Would you please retype the records that follow, word for word?

*** Exercise data ***

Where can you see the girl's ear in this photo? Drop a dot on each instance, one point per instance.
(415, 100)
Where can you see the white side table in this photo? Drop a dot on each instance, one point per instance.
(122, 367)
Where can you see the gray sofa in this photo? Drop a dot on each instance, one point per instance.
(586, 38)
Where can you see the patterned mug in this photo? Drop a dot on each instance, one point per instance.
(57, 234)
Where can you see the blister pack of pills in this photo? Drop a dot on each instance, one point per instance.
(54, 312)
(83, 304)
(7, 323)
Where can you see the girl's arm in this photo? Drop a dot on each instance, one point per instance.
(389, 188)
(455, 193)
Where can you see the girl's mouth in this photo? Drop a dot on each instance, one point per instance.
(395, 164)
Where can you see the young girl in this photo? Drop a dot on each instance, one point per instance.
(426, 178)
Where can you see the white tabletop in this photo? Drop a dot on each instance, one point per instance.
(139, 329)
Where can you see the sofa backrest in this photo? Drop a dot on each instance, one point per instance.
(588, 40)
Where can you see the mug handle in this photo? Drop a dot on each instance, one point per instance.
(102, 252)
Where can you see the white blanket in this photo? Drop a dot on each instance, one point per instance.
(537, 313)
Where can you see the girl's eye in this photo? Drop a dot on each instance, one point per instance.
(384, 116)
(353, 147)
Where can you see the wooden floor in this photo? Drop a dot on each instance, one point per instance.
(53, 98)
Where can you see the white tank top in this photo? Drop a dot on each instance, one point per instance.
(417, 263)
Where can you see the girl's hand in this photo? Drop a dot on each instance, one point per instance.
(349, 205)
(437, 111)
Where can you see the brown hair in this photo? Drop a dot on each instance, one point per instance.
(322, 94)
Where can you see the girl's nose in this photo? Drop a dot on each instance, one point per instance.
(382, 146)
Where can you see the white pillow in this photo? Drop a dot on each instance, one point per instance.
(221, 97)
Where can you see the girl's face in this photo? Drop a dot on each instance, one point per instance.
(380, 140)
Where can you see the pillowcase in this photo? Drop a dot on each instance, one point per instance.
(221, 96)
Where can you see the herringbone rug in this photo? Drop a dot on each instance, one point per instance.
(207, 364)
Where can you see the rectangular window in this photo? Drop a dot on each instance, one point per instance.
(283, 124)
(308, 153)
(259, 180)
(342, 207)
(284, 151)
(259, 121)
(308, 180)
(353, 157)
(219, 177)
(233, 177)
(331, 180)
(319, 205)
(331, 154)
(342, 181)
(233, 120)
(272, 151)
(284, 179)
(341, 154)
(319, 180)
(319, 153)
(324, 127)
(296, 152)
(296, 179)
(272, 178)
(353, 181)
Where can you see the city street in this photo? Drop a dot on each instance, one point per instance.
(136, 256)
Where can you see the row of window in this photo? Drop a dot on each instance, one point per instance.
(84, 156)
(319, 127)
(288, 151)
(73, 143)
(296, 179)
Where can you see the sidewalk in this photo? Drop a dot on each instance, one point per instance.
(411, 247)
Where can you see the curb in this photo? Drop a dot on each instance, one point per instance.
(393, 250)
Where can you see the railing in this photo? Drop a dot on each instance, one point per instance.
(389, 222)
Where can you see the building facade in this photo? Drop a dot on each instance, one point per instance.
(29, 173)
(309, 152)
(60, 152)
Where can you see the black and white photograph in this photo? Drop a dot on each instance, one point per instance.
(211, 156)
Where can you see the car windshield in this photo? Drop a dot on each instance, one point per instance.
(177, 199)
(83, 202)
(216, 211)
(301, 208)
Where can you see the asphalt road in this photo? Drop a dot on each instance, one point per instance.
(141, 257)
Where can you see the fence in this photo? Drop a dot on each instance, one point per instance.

***

== Task answer ==
Where can you see the girl's ear in this photo? Drop a dot on each instance, one point per instance.
(415, 100)
Where can you see the white side table in this photo? Drop a dot on each instance, one point per instance.
(122, 367)
Where can you see the gray sofa in this photo? Drop a dot on each instance, one point per instance.
(586, 38)
Where can you see the patterned mug in this photo? Drop a dot on each instance, one point per instance.
(57, 234)
Where can you see the blister pack of pills in this photo? Drop a dot on each instance, one point per instance.
(54, 312)
(83, 304)
(7, 323)
Where can you see the girl's arm in this photo? Drop a dot on each instance, one point per instance.
(389, 188)
(455, 193)
Where can you see the girl's mouth in this photo? Drop a dot on each instance, one point per instance.
(395, 164)
Where can you see the young girl in this photo? Drop a dot on each instance, one point per instance.
(426, 178)
Where can you see the white tabletop in this photo? Drop a dot on each instance, one point per instance.
(139, 329)
Where can you see the sofa backrest in this photo? Drop a dot on each instance, one point per instance.
(588, 40)
Where can you see the mug handle in this photo? Drop a dot on each instance, one point per instance.
(102, 252)
Where can you see the white blanket in this photo? Drop a dot on each instance, one point per instance.
(537, 313)
Where can you see the girl's eye in this photo? Drop a dot on each instance, one point per instance.
(384, 116)
(353, 147)
Where can you see the wooden floor in this photo? Drop a dot on each instance, one point per instance.
(53, 98)
Where can you see the white tank top in this photo? Drop a dot on each instance, one point per instance.
(417, 263)
Where can you see the girl's hand in this photo? Drop a dot on each instance, one point per instance.
(349, 205)
(437, 111)
Where can you see the brown hair in this photo? Drop a dot on each instance, one point per instance.
(322, 94)
Where can you see the girl's nose in this photo? Drop a dot on each instance, one point per instance.
(382, 146)
Where can you see the white pillow in this photo? Drop a dot on each instance, one point per instance.
(221, 97)
Where can you see the girl's face in this photo? Drop a dot on each instance, one point per instance.
(380, 140)
Where can you see the pillowcase in this photo? Drop a dot on each instance, one point per instance.
(221, 96)
Where can you see the herringbone rug in this photo? Drop a dot on each instance, one point per instance.
(207, 364)
Where can you see the rectangular window in this photo? Drop a dot on each instance, one point per instance.
(283, 124)
(308, 153)
(259, 180)
(342, 207)
(284, 151)
(259, 121)
(308, 180)
(353, 157)
(219, 177)
(233, 177)
(331, 180)
(319, 205)
(331, 154)
(342, 181)
(233, 120)
(272, 151)
(284, 179)
(341, 154)
(319, 180)
(319, 153)
(324, 127)
(296, 152)
(296, 179)
(272, 178)
(353, 181)
Where can you see the city street in this photo? Drop a dot on each instance, one point per instance.
(136, 256)
Where can you see the row of window in this photo? Drop a dot on each instance, one point per instance.
(84, 156)
(319, 127)
(288, 151)
(73, 143)
(296, 179)
Where can you see the sidewalk in this photo? Drop a dot on each instance, one point per instance.
(411, 247)
Where can you see the curb in this photo? Drop a dot on each instance, one point per instance.
(393, 250)
Where can you see the railing in this photo? Drop a dot on each instance, one point per instance.
(389, 222)
Where can you see the building facade in this photo? Drop a dot on each instance, one point per instance.
(29, 173)
(309, 152)
(60, 152)
Where can you see the black and white photograph in this photo? Drop a dot on each instance, one point per instance.
(211, 156)
Where can you see the car windshield in this photo? Drop a dot on each instance, one point per instance.
(177, 199)
(83, 202)
(216, 211)
(301, 208)
Where can you see the asphalt road in this photo? Drop a dot on each instance, one point per instance.
(141, 257)
Where can you see the fence in this photo? Drop a dot on each instance, one point per instance.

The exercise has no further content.